--- begin Data for processing ---
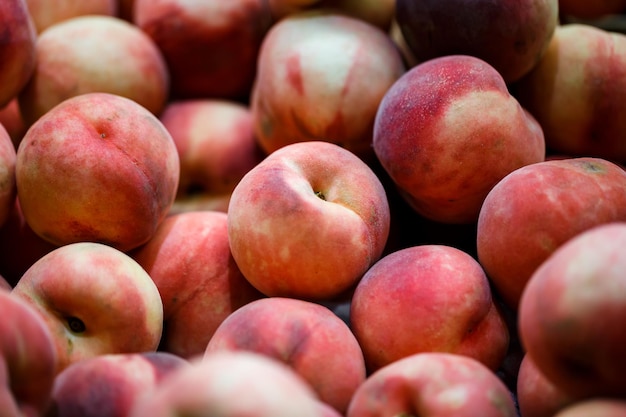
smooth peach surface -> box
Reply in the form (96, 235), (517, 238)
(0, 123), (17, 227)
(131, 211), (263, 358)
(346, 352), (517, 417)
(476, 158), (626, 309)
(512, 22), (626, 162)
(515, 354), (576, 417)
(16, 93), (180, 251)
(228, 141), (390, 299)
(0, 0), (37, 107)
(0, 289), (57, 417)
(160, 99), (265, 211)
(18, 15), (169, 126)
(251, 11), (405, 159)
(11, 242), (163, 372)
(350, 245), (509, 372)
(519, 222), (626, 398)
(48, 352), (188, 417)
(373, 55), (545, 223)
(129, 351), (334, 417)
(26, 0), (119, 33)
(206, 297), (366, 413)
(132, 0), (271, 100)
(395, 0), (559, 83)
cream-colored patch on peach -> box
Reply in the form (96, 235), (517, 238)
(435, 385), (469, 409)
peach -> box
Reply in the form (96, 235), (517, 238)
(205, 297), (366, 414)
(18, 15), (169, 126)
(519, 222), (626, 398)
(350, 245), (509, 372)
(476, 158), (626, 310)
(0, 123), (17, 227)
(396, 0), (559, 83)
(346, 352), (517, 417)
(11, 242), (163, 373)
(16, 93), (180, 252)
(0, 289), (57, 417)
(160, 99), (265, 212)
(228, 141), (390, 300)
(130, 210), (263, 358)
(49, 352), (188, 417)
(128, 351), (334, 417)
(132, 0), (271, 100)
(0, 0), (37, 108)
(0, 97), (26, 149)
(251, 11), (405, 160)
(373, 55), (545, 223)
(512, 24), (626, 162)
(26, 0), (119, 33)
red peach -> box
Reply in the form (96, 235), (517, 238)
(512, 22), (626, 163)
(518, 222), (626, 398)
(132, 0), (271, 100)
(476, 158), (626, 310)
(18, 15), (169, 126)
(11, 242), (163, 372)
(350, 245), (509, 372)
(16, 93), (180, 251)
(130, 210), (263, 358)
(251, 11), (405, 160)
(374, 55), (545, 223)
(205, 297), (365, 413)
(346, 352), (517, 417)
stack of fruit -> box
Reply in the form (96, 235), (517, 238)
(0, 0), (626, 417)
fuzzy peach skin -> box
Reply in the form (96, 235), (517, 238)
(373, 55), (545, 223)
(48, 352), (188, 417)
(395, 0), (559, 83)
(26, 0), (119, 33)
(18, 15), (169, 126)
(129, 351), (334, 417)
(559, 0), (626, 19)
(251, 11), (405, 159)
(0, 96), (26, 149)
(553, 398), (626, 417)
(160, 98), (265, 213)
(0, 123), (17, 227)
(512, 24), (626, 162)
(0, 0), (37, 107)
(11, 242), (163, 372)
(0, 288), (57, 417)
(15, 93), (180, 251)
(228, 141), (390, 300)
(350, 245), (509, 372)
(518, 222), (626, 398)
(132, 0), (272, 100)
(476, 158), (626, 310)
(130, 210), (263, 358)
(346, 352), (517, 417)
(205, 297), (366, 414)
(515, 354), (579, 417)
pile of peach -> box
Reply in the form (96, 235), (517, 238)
--- end Data for processing ---
## Your goal
Rewrite the listing from its start up to and including the line with "(160, 99), (265, 211)", keeping the requests and adding -32 to every coordinate in the answers while leaving the requests and their format samples unchanged. Leave the pictures out.

## Problem solution
smooth peach surface -> box
Reply in the form (96, 235), (517, 238)
(-32, 91), (-15, 195)
(99, 179), (231, 326)
(314, 320), (485, 385)
(444, 126), (594, 277)
(480, -10), (594, 130)
(483, 322), (544, 385)
(-16, 61), (148, 219)
(196, 109), (358, 267)
(-32, -32), (5, 75)
(-32, 257), (25, 385)
(128, 67), (233, 179)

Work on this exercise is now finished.